=== Your goal ===
Copy nothing from the entries below except the lines from the one containing "column 482, row 255" through the one containing "Target: green moss", and copy those exactly.

=== Records shown ===

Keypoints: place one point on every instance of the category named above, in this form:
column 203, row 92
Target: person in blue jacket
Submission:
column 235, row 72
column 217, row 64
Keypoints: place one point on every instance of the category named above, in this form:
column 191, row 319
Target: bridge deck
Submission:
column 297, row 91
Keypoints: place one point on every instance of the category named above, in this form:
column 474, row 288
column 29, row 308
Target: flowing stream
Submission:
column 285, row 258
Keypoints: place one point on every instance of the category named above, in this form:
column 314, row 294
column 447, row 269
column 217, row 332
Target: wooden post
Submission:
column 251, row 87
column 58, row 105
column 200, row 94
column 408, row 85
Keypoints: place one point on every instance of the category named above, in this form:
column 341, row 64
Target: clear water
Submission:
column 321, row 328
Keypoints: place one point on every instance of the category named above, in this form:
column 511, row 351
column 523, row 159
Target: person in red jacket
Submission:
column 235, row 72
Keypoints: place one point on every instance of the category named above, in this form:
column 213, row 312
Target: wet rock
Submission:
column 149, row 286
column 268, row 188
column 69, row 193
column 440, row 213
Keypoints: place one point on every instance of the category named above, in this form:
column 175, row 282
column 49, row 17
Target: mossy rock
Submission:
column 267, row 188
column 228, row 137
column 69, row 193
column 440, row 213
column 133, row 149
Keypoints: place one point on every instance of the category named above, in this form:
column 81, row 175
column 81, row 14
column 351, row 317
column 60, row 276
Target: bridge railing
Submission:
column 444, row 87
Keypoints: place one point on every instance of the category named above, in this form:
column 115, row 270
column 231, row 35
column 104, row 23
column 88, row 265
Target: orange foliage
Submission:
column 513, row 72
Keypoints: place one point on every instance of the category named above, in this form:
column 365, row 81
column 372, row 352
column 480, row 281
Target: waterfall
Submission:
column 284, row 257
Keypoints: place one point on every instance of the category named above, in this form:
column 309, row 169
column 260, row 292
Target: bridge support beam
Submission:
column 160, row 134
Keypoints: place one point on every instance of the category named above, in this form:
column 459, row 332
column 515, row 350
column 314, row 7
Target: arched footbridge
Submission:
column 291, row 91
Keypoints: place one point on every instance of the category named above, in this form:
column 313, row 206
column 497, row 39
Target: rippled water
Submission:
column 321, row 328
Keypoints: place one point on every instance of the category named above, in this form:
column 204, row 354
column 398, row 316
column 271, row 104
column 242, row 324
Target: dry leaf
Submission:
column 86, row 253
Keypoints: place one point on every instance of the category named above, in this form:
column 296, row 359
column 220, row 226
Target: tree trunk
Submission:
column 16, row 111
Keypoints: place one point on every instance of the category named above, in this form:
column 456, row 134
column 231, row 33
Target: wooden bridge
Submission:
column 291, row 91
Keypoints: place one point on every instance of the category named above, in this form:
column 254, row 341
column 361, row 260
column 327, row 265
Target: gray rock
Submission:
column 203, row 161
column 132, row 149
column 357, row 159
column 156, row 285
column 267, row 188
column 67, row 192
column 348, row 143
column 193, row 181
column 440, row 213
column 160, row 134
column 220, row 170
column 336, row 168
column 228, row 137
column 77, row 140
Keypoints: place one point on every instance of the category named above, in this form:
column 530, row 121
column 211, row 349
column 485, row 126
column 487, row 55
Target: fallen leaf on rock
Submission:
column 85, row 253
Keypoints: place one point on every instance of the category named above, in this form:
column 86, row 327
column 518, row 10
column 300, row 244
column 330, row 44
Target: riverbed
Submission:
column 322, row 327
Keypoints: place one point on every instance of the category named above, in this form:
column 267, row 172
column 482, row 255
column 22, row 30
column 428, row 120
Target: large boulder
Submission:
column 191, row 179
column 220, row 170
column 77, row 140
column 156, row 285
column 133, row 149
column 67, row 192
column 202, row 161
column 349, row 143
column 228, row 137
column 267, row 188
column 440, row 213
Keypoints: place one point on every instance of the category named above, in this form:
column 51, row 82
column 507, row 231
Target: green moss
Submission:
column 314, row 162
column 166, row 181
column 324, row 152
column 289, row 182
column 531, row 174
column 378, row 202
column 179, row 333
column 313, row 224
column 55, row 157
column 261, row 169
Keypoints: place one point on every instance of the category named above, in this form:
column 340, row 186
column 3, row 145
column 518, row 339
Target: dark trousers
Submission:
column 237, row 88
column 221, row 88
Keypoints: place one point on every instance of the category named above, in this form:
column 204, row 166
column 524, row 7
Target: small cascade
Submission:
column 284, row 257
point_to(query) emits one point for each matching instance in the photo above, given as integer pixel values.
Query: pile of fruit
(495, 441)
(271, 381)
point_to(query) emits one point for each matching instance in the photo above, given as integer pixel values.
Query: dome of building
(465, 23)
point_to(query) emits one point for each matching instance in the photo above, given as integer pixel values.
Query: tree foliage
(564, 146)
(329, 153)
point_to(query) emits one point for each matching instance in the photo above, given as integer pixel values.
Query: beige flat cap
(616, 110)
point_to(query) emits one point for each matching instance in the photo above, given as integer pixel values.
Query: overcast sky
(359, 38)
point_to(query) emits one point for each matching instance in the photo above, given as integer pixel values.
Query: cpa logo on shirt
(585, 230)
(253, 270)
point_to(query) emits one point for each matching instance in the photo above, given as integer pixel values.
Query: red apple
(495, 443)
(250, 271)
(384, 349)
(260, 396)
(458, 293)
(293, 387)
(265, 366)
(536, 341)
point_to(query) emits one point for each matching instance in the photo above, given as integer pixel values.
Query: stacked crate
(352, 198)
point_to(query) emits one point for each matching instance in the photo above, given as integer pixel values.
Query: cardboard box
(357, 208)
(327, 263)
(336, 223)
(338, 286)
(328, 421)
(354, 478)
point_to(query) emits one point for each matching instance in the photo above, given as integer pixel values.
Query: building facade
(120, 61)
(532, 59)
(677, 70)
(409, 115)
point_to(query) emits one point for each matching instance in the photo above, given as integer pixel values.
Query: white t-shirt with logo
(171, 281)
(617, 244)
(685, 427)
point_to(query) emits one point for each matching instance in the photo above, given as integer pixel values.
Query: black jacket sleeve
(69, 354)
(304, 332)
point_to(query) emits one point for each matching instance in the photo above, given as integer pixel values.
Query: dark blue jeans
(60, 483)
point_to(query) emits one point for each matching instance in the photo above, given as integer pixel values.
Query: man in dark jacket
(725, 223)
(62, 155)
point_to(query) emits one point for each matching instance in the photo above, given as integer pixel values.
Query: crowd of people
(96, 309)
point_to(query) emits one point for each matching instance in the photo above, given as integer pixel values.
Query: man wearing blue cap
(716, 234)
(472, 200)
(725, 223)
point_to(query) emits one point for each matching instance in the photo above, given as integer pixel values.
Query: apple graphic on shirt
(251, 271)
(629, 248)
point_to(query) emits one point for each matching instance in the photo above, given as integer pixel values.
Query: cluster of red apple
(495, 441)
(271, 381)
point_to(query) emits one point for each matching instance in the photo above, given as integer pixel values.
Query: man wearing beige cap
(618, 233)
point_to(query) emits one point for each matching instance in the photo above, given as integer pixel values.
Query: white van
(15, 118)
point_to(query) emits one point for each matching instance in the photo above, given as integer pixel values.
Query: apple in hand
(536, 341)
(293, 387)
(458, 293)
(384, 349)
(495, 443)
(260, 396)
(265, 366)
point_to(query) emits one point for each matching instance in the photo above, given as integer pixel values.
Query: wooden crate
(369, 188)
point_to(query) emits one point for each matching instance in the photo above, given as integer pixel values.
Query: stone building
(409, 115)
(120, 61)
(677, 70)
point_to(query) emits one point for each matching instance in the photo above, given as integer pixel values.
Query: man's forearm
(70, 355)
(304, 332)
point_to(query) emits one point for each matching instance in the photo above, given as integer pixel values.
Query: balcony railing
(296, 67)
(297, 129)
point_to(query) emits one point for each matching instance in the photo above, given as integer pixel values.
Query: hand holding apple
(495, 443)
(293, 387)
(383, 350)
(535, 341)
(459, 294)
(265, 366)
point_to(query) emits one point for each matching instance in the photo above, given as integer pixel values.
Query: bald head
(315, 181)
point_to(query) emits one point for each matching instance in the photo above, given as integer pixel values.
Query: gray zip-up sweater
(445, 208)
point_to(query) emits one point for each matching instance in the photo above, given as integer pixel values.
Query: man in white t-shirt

=== Exercise answer ===
column 482, row 255
column 22, row 30
column 428, row 120
Target: large boulder
Submission:
column 191, row 179
column 220, row 170
column 77, row 140
column 156, row 285
column 133, row 149
column 67, row 192
column 202, row 161
column 349, row 143
column 228, row 137
column 267, row 188
column 440, row 213
Keypoints: place one point on every instance of the category named above, in this form:
column 51, row 82
column 507, row 231
Target: green moss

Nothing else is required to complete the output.